▶ _DESCRIPTION OF THE TASK_
Copy out each line of the entries below that contains the string "feather", matching case exactly.

┄┄┄┄┄┄┄┄┄┄

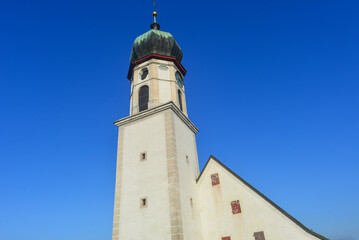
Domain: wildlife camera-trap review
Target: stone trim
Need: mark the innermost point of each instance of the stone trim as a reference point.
(116, 212)
(173, 178)
(152, 111)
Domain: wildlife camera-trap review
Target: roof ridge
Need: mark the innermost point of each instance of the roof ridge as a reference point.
(263, 196)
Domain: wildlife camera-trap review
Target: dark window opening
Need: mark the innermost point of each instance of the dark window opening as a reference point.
(143, 202)
(180, 100)
(143, 98)
(144, 73)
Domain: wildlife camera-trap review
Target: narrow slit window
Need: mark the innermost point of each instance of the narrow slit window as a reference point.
(143, 202)
(143, 97)
(143, 156)
(180, 99)
(215, 179)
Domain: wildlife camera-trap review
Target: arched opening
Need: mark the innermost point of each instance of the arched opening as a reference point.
(180, 99)
(143, 98)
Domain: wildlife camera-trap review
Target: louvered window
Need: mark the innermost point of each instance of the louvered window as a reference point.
(259, 236)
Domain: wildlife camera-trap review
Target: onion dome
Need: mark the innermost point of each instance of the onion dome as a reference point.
(155, 42)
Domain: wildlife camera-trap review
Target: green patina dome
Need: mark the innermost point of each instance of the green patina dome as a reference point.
(155, 42)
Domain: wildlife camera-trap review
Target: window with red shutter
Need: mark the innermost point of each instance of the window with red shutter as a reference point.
(215, 179)
(236, 207)
(259, 236)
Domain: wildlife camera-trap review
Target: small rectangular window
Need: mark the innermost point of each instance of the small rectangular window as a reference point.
(236, 207)
(259, 235)
(143, 202)
(143, 156)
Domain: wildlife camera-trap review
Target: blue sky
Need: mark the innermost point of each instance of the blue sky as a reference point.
(272, 86)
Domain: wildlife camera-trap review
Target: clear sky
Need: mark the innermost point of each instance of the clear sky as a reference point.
(271, 85)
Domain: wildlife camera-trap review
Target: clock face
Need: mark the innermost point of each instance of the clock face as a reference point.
(179, 79)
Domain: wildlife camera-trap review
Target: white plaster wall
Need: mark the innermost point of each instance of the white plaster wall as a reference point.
(257, 214)
(144, 179)
(188, 174)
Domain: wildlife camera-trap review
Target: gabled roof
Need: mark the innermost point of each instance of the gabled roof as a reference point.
(263, 196)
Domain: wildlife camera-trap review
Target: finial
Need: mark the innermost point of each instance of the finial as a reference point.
(154, 25)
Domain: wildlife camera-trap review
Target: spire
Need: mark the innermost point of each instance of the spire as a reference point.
(154, 25)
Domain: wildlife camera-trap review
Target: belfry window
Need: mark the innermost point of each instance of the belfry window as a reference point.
(143, 98)
(144, 73)
(180, 99)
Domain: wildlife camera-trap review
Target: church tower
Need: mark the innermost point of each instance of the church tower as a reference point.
(157, 164)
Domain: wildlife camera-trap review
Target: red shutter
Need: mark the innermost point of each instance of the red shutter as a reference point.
(236, 207)
(259, 236)
(215, 179)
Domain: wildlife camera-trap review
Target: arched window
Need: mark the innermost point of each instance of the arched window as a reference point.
(143, 98)
(180, 99)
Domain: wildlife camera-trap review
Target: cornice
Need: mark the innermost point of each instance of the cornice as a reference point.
(152, 111)
(156, 56)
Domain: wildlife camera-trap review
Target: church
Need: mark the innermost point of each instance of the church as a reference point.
(160, 192)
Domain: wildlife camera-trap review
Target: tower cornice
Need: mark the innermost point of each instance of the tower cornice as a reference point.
(152, 111)
(156, 56)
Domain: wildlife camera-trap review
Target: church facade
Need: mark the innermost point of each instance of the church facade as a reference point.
(160, 192)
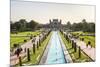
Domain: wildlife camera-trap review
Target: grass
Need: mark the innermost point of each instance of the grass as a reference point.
(38, 53)
(14, 39)
(27, 33)
(74, 55)
(18, 40)
(86, 38)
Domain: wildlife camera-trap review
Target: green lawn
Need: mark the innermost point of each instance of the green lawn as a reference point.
(74, 55)
(89, 38)
(27, 33)
(38, 53)
(86, 38)
(15, 39)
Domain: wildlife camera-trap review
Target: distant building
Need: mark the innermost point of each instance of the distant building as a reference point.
(55, 24)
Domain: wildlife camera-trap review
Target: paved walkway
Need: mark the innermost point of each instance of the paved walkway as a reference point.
(50, 55)
(88, 50)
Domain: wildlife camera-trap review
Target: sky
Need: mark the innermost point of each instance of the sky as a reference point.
(42, 12)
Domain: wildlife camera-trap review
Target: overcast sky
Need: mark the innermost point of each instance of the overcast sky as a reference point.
(42, 12)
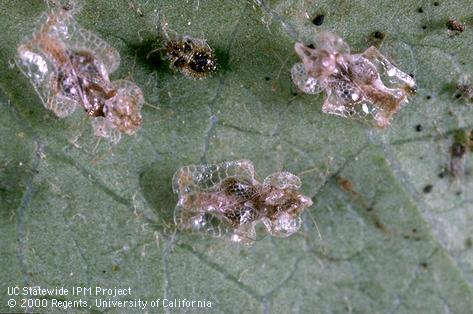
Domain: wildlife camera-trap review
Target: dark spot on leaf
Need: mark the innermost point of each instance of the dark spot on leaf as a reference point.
(458, 150)
(428, 188)
(455, 25)
(379, 35)
(318, 20)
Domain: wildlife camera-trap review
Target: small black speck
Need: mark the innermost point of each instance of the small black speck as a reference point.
(318, 20)
(468, 243)
(378, 35)
(428, 188)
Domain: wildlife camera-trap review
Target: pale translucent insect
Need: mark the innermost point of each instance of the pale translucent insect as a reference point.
(227, 199)
(352, 83)
(69, 66)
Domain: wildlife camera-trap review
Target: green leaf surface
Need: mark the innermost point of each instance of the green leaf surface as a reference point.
(75, 212)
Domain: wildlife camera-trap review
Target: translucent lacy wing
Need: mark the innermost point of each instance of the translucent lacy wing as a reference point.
(203, 178)
(123, 111)
(76, 37)
(283, 180)
(396, 77)
(283, 226)
(205, 208)
(42, 75)
(303, 81)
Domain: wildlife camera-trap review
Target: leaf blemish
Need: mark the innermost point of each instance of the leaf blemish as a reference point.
(428, 188)
(319, 19)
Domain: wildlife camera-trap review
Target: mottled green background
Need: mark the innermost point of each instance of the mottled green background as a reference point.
(74, 213)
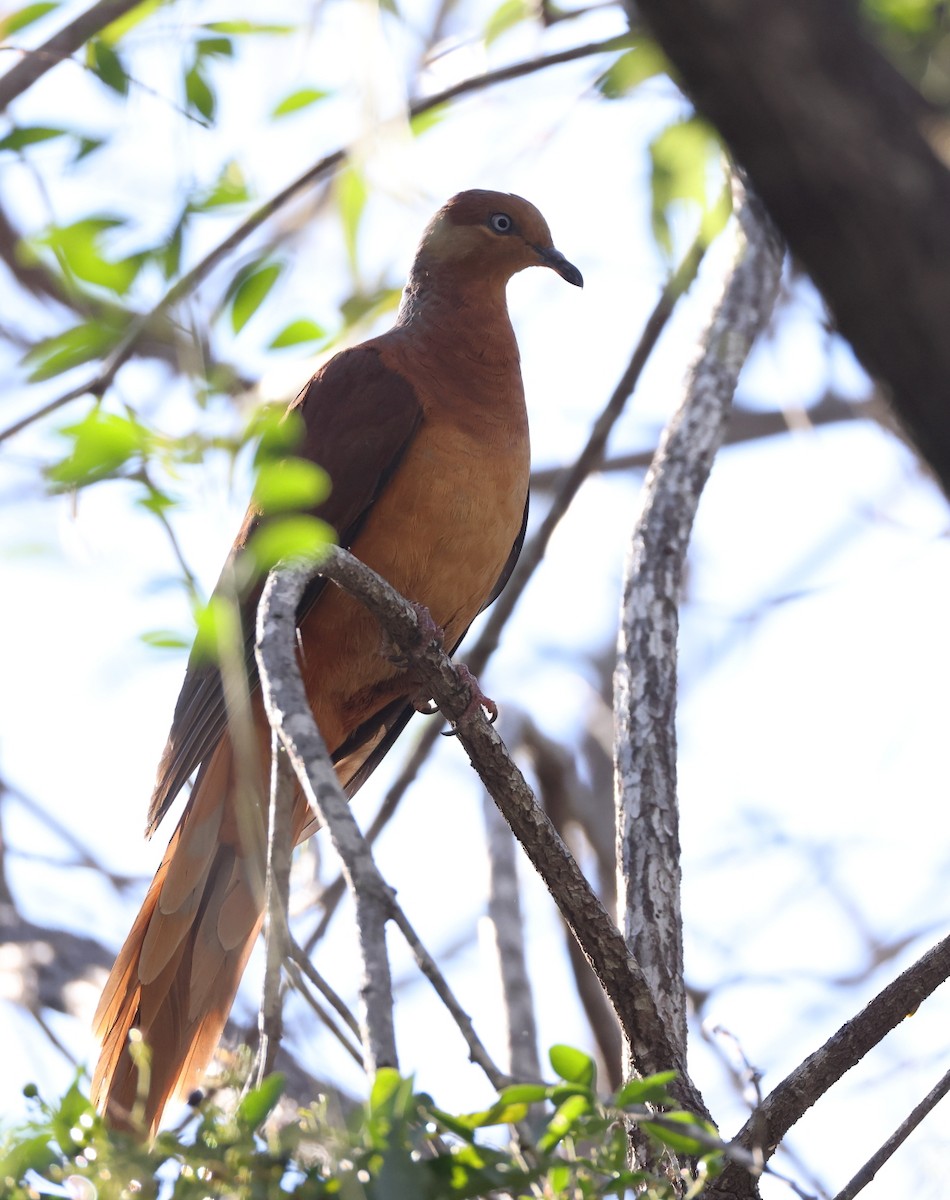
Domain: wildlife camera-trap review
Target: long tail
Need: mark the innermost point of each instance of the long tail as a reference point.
(178, 973)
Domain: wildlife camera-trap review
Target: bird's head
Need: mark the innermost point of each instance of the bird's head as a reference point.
(491, 234)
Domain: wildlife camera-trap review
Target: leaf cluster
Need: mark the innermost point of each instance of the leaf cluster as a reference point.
(397, 1144)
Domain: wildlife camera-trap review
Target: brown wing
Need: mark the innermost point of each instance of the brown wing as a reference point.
(384, 727)
(359, 419)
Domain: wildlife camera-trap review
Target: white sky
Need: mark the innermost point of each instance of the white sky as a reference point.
(815, 640)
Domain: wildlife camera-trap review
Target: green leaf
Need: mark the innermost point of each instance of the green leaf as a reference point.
(100, 444)
(651, 1090)
(229, 187)
(247, 27)
(82, 343)
(86, 147)
(217, 629)
(523, 1093)
(23, 17)
(681, 156)
(572, 1065)
(258, 1104)
(198, 93)
(298, 331)
(79, 249)
(908, 16)
(507, 15)
(250, 289)
(166, 640)
(116, 30)
(350, 196)
(288, 538)
(631, 69)
(29, 135)
(290, 484)
(215, 47)
(421, 123)
(564, 1121)
(367, 305)
(301, 99)
(680, 1141)
(277, 432)
(104, 61)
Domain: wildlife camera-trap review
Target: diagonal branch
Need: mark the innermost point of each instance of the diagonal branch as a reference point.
(645, 682)
(98, 383)
(35, 64)
(597, 936)
(823, 1068)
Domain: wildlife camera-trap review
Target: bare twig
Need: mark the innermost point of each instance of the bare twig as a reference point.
(823, 1068)
(287, 707)
(618, 971)
(507, 924)
(98, 383)
(35, 64)
(645, 682)
(900, 1135)
(589, 459)
(276, 897)
(286, 703)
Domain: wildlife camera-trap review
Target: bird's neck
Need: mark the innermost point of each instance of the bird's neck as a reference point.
(468, 313)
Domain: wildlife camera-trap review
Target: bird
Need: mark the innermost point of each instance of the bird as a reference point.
(424, 435)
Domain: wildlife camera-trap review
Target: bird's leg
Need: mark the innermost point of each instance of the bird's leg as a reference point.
(479, 700)
(428, 633)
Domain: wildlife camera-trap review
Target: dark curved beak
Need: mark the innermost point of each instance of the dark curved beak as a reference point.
(557, 262)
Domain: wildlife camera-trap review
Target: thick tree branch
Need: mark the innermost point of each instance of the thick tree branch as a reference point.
(823, 1068)
(896, 1139)
(98, 383)
(834, 141)
(617, 970)
(645, 682)
(286, 702)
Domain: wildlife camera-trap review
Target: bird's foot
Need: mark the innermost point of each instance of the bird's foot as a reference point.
(479, 701)
(428, 633)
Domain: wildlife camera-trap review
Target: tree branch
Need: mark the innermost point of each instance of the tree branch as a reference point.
(834, 141)
(286, 703)
(617, 970)
(896, 1139)
(35, 64)
(823, 1068)
(645, 682)
(98, 383)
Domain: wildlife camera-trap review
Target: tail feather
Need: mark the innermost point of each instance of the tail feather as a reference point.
(178, 973)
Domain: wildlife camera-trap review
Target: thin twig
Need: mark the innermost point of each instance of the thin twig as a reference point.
(101, 381)
(846, 1048)
(276, 898)
(35, 64)
(507, 923)
(618, 971)
(288, 711)
(896, 1139)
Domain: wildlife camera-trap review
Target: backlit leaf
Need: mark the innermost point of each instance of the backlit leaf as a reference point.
(23, 17)
(104, 61)
(288, 538)
(198, 93)
(631, 69)
(250, 291)
(301, 99)
(298, 331)
(29, 135)
(100, 444)
(290, 484)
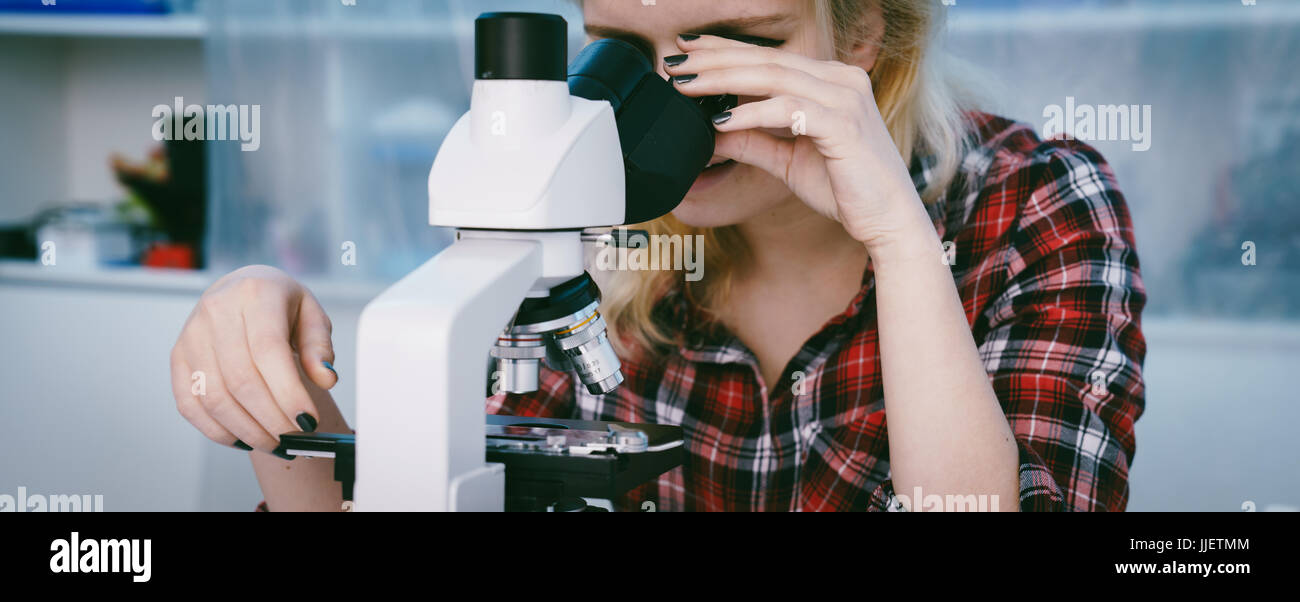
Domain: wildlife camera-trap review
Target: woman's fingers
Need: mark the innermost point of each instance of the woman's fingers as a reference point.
(239, 375)
(222, 406)
(796, 161)
(268, 343)
(711, 52)
(766, 79)
(187, 388)
(794, 115)
(312, 332)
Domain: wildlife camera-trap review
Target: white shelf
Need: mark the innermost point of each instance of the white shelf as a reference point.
(160, 26)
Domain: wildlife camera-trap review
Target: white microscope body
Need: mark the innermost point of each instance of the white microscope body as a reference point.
(520, 174)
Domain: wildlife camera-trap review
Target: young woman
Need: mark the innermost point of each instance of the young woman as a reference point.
(876, 252)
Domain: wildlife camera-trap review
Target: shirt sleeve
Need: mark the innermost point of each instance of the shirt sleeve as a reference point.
(554, 398)
(1060, 333)
(1062, 341)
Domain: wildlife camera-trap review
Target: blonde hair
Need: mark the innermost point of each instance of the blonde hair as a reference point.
(922, 107)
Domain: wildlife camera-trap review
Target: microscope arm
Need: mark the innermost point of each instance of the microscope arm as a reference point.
(420, 372)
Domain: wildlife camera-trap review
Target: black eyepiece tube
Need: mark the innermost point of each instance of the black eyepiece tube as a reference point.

┄┄┄┄┄┄┄┄┄┄

▶ _WRITTEN SOLUTION_
Target: tail feather
Need: mark the innermost point of each instance of the tail feather as a reference point.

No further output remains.